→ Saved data

****************************************

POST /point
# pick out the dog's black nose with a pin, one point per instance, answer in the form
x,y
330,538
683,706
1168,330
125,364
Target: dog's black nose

****************************************

→ Instructions for the task
Print the data above again, line for line, with nothing changed.

→ The result
POST /point
# pick out the dog's black nose with a pin, one point per instance, answer in the form
x,y
330,538
683,706
1168,330
125,364
Target: dog's black nose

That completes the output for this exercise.